# Start of Reading passage

Fakirs are holy men in India and neighboring countries who have become known either from their performance of extraordinary feats accomplished from their years of practicing yoga, or their performance of miraculous events, often as part of a stage performance. In the nineteenth century, numerous accounts of the fakirs were recorded by Western visitors to India, perhaps the most well known being the so-called Indian rope trick, in which a rope is raised into the air without visible means of support and a young boy climbs it, only to disappear when he reaches the top. Among the most popular of books informing Westerners of the fakirs was Louis Jacolliot’s Occult Science in India and among the Ancients: With an Account of Their Mystic Initiations and the History of Spiritism, published in the 1880s. Fakirs are mostly either itinerant Sufis (Muslim mystics) or Hindu saDHUS (those who have left the larger society to pursue a religious life). Fakir is an Arabic term meaning poor man.

A number of fakirs practice hatha yoga for many years and attain considerable control over their involuntary body functions. They are able, through moving into various trancelike states, to suppress different physical responses and even slow their rate of breathing. Notable among their abilities are reclining on a bed of nails without apparent pain or permanent scarring and being buried alive for extended periods of time.

# End of Reading passage
# Start of Dataset content

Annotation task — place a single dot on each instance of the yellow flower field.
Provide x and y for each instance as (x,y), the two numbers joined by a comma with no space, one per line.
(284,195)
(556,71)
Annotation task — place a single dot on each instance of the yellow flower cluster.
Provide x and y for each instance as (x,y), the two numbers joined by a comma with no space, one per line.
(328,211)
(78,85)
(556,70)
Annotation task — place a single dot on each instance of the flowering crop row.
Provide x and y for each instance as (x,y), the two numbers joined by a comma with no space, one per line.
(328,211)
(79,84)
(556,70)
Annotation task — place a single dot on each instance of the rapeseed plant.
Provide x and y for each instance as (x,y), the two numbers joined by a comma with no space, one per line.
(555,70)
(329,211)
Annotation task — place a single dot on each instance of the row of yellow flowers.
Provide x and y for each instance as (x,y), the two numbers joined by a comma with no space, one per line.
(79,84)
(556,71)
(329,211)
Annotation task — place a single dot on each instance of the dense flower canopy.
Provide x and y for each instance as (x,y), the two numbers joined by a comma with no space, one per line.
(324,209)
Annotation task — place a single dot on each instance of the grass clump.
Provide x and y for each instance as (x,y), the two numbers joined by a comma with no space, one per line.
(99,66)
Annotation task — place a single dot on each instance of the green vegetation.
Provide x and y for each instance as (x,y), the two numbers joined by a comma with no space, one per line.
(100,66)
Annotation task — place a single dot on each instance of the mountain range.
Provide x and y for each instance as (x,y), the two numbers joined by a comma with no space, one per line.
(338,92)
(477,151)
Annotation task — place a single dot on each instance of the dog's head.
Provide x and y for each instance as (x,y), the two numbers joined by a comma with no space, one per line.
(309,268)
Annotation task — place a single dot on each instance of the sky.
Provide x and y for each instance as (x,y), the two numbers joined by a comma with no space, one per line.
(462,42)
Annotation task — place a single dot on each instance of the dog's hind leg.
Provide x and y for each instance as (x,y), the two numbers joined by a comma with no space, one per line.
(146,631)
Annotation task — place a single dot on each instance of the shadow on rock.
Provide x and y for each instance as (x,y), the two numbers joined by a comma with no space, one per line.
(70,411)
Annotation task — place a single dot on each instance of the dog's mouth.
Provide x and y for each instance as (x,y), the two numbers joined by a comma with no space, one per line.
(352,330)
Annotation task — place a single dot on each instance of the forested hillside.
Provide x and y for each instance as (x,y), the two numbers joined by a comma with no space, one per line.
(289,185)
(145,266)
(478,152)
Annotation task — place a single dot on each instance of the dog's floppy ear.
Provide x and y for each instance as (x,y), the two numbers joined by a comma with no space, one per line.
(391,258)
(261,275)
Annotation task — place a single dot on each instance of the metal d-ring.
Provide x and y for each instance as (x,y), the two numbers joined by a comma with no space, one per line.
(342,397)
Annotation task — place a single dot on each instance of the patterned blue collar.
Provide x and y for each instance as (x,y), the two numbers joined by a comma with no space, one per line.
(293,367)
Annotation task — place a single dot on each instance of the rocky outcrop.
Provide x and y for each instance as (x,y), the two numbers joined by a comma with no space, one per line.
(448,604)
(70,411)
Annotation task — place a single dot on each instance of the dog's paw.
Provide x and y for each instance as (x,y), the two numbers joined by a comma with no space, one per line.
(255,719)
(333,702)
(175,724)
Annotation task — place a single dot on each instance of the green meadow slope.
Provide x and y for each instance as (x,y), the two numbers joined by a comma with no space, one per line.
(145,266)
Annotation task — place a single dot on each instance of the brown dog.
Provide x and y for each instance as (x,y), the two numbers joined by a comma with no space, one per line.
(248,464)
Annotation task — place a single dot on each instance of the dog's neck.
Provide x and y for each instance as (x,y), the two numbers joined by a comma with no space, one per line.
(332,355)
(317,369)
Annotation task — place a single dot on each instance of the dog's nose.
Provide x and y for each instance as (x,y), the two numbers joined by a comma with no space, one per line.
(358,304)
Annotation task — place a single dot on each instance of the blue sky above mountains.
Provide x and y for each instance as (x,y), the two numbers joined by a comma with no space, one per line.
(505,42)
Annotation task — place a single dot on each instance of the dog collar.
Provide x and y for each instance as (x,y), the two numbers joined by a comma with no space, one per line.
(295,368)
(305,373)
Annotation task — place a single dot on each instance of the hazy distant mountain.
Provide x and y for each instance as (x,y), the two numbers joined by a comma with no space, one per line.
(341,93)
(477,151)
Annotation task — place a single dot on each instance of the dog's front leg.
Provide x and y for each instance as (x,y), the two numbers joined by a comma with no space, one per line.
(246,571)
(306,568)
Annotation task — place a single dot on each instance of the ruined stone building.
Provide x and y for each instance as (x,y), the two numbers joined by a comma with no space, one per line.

# End of Dataset content

To-do list
a - Return the text of the passage on fakirs from "A number of" to "periods of time.".
b - Answer these questions from the passage on fakirs:
(i) What does the Arabic term "fakir" mean?
(ii) Who wrote *Occult Science in India and among the Ancients*?
(iii) What form of yoga do a number of fakirs practice for many years?
c - List each event of the Indian rope trick in the order the passage on fakirs describes them.

Solved problems
a -
A number of fakirs practice hatha yoga for many years and attain considerable control over their involuntary body functions. They are able, through moving into various trancelike states, to suppress different physical responses and even slow their rate of breathing. Notable among their abilities are reclining on a bed of nails without apparent pain or permanent scarring and being buried alive for extended periods of time.

b -
(i) Poor man.
(ii) Louis Jacolliot.
(iii) Hatha yoga.

c -
- A rope is raised into the air without visible means of support.
- A young boy climbs the rope.
- The boy disappears when he reaches the top.